■ Brief A ■
Repeat word for word the stretch of the forum thread about event tickets from "I am a competitor" through "for 3000 spectators!!".

++++++++

How about I come and take a pic of her, your gf and your boss :whistling:


----------



## Suprakill4 (Jul 11, 2008)

H_JM_S said:


> How about I come and take a pic of her, your gf and your boss :whistling:


SHhhhhhhh!!!!!!! lol.


----------



## Fantom (Aug 28, 2007)

Normangorman said:


> I just tried to order my tickets but they were taken off sale last night. I now have to drive hundreds of miles & hope they're not sold out. I personally think that's a terrible marketing strategy, surely we could have paid in advance & collected them on the door. Usual amateur set-up on display already. Shame the organisers aren't as motivated as the competitors.


If you phone the office on 01926 485423 you can pay for tickets and have them left at the box office for you.

I am a competitor and also the organiser of this event.


----------



## Fantom (Aug 28, 2007)

Tickets ARE still available on the door guys so you WILL get in no problem, we have enough seats for 3000 spectators!!


----------



## Inapsine (Dec 17, 2011)

Whats the price on the doors? Im probably just coming for the expo itself?


----------



## Normangorman (Mar 19, 2010)

Fantom said:


> If you phone the office on 01926 485423 you can pay for tickets and have them left at the box office for you.

++++++++

■ Brief B ■
Gather every line in the entries that contains the word "kitesurfer", matching upper and lower case exactly.

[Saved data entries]
++++++++

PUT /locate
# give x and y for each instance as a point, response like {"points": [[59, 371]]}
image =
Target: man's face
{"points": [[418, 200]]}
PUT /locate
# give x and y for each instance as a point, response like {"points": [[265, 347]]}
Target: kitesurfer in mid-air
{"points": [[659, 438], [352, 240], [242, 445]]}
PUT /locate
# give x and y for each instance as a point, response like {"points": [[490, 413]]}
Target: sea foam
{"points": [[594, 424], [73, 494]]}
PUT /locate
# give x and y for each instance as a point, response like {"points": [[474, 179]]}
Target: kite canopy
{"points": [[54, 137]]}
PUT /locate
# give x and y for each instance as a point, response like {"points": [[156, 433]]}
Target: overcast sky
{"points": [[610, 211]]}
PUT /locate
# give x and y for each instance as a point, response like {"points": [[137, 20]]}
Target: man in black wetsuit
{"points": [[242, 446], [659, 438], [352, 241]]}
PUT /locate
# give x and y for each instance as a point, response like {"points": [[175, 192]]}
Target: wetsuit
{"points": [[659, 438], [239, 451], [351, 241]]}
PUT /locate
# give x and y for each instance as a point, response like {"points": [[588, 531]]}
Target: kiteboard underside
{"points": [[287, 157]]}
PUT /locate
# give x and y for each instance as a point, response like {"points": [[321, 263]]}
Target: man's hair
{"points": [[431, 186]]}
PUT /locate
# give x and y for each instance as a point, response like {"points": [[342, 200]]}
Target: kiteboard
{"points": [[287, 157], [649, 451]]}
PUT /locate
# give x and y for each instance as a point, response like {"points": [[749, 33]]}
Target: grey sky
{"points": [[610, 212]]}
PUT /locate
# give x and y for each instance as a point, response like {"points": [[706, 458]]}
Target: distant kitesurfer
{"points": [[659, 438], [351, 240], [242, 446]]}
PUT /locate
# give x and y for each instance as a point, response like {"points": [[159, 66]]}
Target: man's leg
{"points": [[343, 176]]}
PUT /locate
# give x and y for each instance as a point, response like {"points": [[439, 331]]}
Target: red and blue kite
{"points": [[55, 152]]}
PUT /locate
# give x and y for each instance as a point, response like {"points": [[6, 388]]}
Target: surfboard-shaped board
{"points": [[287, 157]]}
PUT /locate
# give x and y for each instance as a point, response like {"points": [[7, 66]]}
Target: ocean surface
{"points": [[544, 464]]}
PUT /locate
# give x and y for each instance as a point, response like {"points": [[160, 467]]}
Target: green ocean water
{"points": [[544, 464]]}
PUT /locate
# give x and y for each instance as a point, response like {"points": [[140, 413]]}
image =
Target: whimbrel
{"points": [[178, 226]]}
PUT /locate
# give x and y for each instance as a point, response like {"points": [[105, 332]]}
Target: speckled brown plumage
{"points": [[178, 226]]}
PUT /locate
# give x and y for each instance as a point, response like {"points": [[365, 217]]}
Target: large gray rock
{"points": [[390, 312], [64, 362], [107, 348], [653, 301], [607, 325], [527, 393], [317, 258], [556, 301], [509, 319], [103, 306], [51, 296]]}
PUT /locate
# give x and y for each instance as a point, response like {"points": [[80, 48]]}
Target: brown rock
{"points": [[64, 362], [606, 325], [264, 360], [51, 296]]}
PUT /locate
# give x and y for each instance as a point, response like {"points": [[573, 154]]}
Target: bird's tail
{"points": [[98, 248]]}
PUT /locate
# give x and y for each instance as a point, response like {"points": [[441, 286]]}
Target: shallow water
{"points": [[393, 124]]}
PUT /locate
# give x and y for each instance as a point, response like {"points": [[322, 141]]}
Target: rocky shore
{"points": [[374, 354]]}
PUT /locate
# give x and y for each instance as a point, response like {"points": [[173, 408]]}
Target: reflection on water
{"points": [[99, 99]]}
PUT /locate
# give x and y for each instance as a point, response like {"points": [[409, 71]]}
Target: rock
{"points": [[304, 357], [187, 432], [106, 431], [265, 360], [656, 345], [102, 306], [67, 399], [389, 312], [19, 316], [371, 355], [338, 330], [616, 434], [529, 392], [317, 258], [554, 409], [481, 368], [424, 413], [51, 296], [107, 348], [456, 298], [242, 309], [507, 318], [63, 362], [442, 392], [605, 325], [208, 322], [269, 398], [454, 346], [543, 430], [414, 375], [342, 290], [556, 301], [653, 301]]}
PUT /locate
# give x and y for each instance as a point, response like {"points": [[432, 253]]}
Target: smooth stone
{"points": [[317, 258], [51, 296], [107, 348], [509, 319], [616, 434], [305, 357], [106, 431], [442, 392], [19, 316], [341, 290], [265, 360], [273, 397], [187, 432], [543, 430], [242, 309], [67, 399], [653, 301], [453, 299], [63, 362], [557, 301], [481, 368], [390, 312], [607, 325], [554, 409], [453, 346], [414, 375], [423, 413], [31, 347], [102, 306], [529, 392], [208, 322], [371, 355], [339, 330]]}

++++++++

■ Task response A ■
I am a competitor and also the organiser of this event.


----------



## Fantom (Aug 28, 2007)

Tickets ARE still available on the door guys so you WILL get in no problem, we have enough seats for 3000 spectators!!

■ Task response B ■
Target: kitesurfer in mid-air
Target: distant kitesurfer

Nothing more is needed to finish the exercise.